== PROMPT ==
Given the records below, set each one down again exactly as it reads.

::: SUPPLIED DATA

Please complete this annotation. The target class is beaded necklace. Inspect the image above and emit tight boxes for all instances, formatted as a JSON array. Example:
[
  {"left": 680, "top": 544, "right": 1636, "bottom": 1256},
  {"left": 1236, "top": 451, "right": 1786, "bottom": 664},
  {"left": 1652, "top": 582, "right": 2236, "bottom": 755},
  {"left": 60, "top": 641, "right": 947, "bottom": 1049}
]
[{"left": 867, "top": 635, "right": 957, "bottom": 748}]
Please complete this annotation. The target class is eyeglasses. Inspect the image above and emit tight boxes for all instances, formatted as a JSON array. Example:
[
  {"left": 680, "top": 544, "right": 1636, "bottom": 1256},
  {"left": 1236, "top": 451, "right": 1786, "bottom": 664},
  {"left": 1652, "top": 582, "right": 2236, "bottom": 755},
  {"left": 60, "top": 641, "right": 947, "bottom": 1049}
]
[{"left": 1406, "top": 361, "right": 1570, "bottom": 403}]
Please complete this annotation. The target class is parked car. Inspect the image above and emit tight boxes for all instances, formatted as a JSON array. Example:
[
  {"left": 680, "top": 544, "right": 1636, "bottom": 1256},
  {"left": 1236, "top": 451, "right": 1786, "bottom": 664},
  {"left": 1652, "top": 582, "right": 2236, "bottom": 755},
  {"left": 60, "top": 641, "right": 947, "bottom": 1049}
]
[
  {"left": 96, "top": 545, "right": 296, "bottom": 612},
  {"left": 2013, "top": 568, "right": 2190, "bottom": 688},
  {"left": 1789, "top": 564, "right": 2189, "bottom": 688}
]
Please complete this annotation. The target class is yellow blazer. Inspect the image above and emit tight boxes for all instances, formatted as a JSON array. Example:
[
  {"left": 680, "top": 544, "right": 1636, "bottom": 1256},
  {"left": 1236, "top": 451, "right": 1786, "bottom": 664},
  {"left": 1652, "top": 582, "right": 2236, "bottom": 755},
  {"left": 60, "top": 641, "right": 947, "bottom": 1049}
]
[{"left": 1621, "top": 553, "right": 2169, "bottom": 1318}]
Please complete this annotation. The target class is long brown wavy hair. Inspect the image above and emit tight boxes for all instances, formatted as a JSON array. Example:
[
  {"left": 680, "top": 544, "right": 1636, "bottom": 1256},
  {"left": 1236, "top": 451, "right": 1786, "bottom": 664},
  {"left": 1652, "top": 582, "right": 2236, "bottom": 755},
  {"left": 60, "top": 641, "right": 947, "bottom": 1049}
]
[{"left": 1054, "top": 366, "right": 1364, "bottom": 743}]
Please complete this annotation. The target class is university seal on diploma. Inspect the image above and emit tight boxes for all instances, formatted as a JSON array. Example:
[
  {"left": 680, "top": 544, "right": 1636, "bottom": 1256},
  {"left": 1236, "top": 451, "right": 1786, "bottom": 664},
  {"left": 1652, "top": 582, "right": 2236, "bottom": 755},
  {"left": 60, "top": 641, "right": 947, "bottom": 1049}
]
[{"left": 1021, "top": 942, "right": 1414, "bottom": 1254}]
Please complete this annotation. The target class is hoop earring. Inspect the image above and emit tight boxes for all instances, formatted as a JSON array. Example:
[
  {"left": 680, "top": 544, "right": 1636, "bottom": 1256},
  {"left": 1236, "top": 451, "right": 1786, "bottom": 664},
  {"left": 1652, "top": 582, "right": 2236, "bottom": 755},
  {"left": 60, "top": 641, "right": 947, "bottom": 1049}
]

::::::

== TASK OUTPUT ==
Please complete this annotation. The target class is beaded necklace. Inspect the image above and emit tight boxes for all instances, formatted as a JSON array. Example:
[
  {"left": 680, "top": 544, "right": 1636, "bottom": 1256},
  {"left": 1236, "top": 451, "right": 1786, "bottom": 664},
  {"left": 1652, "top": 582, "right": 2236, "bottom": 755},
  {"left": 60, "top": 641, "right": 947, "bottom": 1049}
]
[{"left": 867, "top": 635, "right": 957, "bottom": 748}]
Please complete this annotation. The target class is eyeglasses. Inspect the image above and emit tight boxes for all instances, formatted as a JSON array. Example:
[
  {"left": 680, "top": 544, "right": 1636, "bottom": 1256},
  {"left": 1236, "top": 451, "right": 1786, "bottom": 664},
  {"left": 1652, "top": 582, "right": 2236, "bottom": 755},
  {"left": 60, "top": 641, "right": 947, "bottom": 1049}
]
[{"left": 1406, "top": 361, "right": 1570, "bottom": 403}]
Please complete this annotation. The target class is parked car. Inspect the image above and emit tight boxes for all instances, formatted as a JSON array. Example:
[
  {"left": 680, "top": 544, "right": 1636, "bottom": 1256},
  {"left": 1236, "top": 451, "right": 1786, "bottom": 664},
  {"left": 1652, "top": 582, "right": 2236, "bottom": 755},
  {"left": 60, "top": 641, "right": 947, "bottom": 1049}
]
[
  {"left": 96, "top": 545, "right": 296, "bottom": 612},
  {"left": 2013, "top": 568, "right": 2190, "bottom": 688},
  {"left": 1789, "top": 564, "right": 2189, "bottom": 688}
]
Please complete this annotation. The target class is yellow blazer. Inspect the image above and emit tight boxes for all instances, formatted as a JSON array. Example:
[
  {"left": 680, "top": 544, "right": 1636, "bottom": 1256},
  {"left": 1236, "top": 451, "right": 1786, "bottom": 664},
  {"left": 1652, "top": 582, "right": 2236, "bottom": 755},
  {"left": 60, "top": 641, "right": 947, "bottom": 1049}
]
[{"left": 1621, "top": 553, "right": 2169, "bottom": 1318}]
Please complete this annotation. The target class is long brown wavy hair. Inspect the image above and emit tight boxes for all instances, formatted as a JSON array. Example:
[
  {"left": 680, "top": 544, "right": 1636, "bottom": 1256},
  {"left": 1236, "top": 451, "right": 1786, "bottom": 664},
  {"left": 1652, "top": 582, "right": 2236, "bottom": 755},
  {"left": 60, "top": 641, "right": 947, "bottom": 1049}
]
[{"left": 1054, "top": 366, "right": 1364, "bottom": 743}]
Please complete this annotation. The target class is university seal on diploma. Inspect the image above and emit tight boxes for all instances, formatted as a JSON array. Example:
[
  {"left": 680, "top": 544, "right": 1636, "bottom": 1256},
  {"left": 1236, "top": 451, "right": 1786, "bottom": 664},
  {"left": 1652, "top": 582, "right": 2236, "bottom": 755},
  {"left": 60, "top": 641, "right": 947, "bottom": 1049}
]
[{"left": 1021, "top": 942, "right": 1414, "bottom": 1254}]
Please complete this annotation. The target class is hoop earring. Inspect the image above and emit tight boxes for all instances, formatted as a JSON array. Example:
[
  {"left": 680, "top": 544, "right": 1636, "bottom": 1256},
  {"left": 1236, "top": 451, "right": 1786, "bottom": 664},
  {"left": 1652, "top": 582, "right": 2236, "bottom": 755},
  {"left": 60, "top": 641, "right": 947, "bottom": 1049}
]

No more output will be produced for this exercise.